═════ DATA ═════

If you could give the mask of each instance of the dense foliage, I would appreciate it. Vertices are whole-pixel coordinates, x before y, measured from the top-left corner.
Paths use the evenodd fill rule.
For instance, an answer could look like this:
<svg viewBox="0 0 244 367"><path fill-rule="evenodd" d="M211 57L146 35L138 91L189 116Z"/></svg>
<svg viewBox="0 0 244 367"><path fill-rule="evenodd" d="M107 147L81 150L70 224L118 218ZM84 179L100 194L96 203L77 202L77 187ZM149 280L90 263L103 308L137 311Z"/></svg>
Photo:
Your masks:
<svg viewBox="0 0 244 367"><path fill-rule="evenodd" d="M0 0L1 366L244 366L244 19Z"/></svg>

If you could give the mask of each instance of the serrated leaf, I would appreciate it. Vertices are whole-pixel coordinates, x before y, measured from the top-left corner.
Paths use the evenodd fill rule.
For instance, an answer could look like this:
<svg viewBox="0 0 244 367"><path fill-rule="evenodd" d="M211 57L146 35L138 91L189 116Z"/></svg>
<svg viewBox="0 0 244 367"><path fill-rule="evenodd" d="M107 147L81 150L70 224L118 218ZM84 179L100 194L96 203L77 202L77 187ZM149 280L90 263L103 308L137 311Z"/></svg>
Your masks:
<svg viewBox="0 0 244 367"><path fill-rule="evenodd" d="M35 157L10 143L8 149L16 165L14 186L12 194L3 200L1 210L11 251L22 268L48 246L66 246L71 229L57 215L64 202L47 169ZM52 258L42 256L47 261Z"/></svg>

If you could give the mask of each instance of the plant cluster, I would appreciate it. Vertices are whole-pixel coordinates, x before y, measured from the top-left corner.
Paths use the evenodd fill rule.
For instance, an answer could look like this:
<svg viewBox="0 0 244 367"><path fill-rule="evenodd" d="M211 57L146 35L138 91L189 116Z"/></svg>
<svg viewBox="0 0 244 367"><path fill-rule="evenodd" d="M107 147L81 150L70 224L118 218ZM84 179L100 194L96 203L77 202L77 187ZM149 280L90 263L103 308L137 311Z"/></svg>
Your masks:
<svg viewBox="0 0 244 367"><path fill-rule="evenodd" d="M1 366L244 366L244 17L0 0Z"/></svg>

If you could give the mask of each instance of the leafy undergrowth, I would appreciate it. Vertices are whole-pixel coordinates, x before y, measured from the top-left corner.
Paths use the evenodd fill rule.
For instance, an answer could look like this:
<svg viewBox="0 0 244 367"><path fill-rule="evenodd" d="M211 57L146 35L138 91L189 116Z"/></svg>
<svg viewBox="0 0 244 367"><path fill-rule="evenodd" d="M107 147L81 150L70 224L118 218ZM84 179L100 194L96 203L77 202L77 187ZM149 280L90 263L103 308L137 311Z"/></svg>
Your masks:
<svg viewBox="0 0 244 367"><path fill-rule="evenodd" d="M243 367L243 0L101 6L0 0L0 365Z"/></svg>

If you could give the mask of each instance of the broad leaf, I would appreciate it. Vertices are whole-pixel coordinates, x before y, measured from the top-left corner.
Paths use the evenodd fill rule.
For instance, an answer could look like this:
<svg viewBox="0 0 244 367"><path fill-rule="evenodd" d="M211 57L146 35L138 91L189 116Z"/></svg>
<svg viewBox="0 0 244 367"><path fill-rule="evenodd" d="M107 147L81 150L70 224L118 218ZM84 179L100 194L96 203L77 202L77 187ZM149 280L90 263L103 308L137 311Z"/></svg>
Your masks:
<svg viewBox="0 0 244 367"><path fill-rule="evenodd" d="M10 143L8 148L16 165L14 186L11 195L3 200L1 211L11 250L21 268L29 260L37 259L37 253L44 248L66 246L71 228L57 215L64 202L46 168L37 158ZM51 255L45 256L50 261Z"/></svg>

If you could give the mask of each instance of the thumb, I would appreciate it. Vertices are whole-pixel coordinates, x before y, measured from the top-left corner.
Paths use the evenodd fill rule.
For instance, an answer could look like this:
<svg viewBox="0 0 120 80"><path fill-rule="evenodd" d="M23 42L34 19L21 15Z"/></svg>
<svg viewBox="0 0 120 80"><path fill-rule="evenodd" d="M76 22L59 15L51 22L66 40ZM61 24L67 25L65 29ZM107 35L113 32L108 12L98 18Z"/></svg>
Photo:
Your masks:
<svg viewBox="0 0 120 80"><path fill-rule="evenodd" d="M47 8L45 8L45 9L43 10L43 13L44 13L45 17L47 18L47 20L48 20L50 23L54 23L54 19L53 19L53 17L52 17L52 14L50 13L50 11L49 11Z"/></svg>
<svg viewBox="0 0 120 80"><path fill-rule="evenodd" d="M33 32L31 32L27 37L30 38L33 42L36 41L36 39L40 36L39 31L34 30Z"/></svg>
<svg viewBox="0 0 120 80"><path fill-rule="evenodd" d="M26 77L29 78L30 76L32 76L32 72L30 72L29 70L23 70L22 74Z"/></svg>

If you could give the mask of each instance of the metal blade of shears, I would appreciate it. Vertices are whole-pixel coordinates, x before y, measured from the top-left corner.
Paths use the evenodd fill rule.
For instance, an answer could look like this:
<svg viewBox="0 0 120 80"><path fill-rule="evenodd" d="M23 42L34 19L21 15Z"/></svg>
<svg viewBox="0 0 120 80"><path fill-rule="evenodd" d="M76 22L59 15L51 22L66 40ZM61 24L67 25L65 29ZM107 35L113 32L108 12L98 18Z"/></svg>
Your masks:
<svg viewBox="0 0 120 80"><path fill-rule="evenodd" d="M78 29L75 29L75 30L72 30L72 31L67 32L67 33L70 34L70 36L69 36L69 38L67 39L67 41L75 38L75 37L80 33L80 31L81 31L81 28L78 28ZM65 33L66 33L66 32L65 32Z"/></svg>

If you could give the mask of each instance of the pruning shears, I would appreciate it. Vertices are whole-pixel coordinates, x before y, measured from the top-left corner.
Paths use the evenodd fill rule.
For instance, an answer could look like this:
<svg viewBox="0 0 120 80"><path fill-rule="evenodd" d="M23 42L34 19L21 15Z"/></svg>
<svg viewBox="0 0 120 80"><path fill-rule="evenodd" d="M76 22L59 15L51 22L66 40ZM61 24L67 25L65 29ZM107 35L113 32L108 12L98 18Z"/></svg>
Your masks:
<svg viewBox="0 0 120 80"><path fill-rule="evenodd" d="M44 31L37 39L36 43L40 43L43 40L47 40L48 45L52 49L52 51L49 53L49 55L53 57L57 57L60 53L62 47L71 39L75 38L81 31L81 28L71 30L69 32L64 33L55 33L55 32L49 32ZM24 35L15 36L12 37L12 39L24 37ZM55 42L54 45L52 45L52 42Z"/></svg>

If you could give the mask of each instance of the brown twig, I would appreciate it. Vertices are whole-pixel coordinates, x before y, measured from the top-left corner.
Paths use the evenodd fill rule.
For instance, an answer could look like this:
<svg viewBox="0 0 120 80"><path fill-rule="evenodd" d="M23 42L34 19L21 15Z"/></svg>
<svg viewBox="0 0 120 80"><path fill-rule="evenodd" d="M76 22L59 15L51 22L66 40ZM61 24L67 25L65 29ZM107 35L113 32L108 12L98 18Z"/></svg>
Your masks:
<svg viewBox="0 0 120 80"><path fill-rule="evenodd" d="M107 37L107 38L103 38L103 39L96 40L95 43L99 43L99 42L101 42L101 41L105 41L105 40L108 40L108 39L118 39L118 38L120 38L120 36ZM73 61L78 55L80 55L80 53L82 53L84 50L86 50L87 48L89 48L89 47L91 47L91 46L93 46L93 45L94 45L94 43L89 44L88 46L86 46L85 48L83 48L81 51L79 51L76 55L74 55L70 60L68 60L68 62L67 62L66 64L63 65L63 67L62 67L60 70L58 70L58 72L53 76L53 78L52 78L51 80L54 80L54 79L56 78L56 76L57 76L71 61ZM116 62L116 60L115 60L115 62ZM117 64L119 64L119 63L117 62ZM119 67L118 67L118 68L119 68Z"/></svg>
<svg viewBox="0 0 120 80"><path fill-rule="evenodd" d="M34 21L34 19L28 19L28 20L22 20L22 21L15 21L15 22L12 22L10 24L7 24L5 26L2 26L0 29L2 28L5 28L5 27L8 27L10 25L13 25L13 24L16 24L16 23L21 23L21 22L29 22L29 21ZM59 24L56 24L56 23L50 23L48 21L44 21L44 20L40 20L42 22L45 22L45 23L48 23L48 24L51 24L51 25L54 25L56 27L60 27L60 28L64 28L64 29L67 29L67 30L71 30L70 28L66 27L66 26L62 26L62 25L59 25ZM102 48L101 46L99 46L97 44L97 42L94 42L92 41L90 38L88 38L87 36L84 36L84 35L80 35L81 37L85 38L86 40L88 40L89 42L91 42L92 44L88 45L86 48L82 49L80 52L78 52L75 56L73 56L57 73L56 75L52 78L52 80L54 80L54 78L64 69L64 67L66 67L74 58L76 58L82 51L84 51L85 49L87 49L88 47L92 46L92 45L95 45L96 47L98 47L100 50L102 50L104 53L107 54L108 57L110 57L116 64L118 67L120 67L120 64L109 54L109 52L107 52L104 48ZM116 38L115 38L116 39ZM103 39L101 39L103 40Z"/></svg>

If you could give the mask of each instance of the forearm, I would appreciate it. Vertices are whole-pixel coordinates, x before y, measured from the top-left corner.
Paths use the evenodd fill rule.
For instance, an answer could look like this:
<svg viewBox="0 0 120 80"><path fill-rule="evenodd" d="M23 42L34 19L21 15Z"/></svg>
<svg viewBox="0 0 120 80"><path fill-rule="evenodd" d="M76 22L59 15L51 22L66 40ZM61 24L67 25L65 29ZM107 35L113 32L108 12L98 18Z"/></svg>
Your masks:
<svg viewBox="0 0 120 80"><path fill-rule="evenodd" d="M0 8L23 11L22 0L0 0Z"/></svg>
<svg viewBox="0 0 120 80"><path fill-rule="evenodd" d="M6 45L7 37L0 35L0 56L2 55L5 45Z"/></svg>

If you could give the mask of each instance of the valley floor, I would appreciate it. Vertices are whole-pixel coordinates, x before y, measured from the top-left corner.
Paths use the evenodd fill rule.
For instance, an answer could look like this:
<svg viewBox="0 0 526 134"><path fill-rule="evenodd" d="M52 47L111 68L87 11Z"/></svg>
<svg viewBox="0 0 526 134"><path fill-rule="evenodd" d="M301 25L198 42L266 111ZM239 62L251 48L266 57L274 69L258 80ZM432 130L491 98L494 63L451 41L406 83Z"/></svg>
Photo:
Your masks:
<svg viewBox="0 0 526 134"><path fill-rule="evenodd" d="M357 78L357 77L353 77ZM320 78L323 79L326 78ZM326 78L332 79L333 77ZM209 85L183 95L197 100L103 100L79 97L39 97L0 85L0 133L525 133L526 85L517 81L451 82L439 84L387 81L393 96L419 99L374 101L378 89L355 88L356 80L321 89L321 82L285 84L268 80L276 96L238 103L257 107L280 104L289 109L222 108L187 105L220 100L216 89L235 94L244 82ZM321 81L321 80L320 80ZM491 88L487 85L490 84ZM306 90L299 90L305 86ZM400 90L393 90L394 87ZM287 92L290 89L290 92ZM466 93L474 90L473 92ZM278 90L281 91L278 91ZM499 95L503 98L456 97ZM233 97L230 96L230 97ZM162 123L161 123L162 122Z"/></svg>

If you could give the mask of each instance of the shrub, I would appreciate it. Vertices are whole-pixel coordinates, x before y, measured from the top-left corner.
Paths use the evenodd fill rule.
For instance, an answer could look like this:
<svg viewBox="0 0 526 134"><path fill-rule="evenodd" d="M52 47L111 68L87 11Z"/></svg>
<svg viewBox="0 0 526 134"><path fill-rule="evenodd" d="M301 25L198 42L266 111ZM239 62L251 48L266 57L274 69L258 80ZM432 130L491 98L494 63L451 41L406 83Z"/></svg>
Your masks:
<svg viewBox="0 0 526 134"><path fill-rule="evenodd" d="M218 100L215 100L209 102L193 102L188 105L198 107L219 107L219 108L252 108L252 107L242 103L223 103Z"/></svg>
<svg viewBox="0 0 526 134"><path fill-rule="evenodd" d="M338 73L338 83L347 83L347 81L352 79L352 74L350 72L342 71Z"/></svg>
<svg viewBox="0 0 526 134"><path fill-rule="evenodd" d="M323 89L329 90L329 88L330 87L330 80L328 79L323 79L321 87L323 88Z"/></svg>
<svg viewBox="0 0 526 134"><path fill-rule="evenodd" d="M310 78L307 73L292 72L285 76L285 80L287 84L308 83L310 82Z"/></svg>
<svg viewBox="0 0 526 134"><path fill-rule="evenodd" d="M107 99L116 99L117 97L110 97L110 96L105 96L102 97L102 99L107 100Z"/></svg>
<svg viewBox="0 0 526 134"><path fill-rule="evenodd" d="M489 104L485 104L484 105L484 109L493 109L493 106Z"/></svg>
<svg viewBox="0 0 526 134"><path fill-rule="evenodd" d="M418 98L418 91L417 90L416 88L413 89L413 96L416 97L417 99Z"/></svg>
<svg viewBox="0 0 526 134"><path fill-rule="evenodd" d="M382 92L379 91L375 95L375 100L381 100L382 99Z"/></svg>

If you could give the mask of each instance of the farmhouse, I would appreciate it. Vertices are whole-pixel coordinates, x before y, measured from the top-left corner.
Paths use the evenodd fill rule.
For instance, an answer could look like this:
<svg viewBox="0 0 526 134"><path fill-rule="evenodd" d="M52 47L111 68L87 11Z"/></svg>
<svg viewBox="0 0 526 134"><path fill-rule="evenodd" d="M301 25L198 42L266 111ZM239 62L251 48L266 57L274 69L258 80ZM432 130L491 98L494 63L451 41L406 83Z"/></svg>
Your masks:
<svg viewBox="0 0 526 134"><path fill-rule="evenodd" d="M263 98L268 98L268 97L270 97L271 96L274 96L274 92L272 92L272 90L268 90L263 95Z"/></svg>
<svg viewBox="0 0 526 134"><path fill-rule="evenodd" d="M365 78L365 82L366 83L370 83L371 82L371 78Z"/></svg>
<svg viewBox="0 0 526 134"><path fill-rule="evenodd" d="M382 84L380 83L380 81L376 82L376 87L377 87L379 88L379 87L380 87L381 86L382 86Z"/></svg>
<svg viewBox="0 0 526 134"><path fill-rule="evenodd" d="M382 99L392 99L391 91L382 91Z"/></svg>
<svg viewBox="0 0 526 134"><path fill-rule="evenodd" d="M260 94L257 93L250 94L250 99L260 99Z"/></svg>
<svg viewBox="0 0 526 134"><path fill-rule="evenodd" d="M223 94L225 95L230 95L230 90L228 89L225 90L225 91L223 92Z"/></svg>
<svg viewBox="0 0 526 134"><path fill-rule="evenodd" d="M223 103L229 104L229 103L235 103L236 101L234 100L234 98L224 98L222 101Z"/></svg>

═════

Recast the material from the line containing "the shrub, I" through the line containing "89L329 90L329 88L330" as a Markdown table with the columns Row and Line, one numbered row per line and no blank lines.

| Row | Line |
|---|---|
| 1 | If you could give the mask of each instance of the shrub, I would appreciate it. Vertices are whole-pixel coordinates, x before y, measured from the top-left corner. |
| 2 | Paths use the evenodd fill rule. |
| 3 | For instance, an answer could look like this: |
| 4 | <svg viewBox="0 0 526 134"><path fill-rule="evenodd" d="M52 47L111 68L87 11Z"/></svg> |
| 5 | <svg viewBox="0 0 526 134"><path fill-rule="evenodd" d="M301 25L198 42L266 111ZM239 62L251 48L266 57L274 69L258 80ZM432 130L491 98L494 63L451 41L406 83Z"/></svg> |
| 6 | Your masks: |
| 7 | <svg viewBox="0 0 526 134"><path fill-rule="evenodd" d="M218 100L215 100L209 102L193 102L188 105L198 107L219 107L219 108L252 108L252 107L242 103L223 103Z"/></svg> |
| 8 | <svg viewBox="0 0 526 134"><path fill-rule="evenodd" d="M338 73L338 83L347 83L347 81L352 79L352 74L350 72L342 71Z"/></svg> |
| 9 | <svg viewBox="0 0 526 134"><path fill-rule="evenodd" d="M323 89L329 90L329 88L330 87L330 80L328 79L323 79L321 87L323 88Z"/></svg> |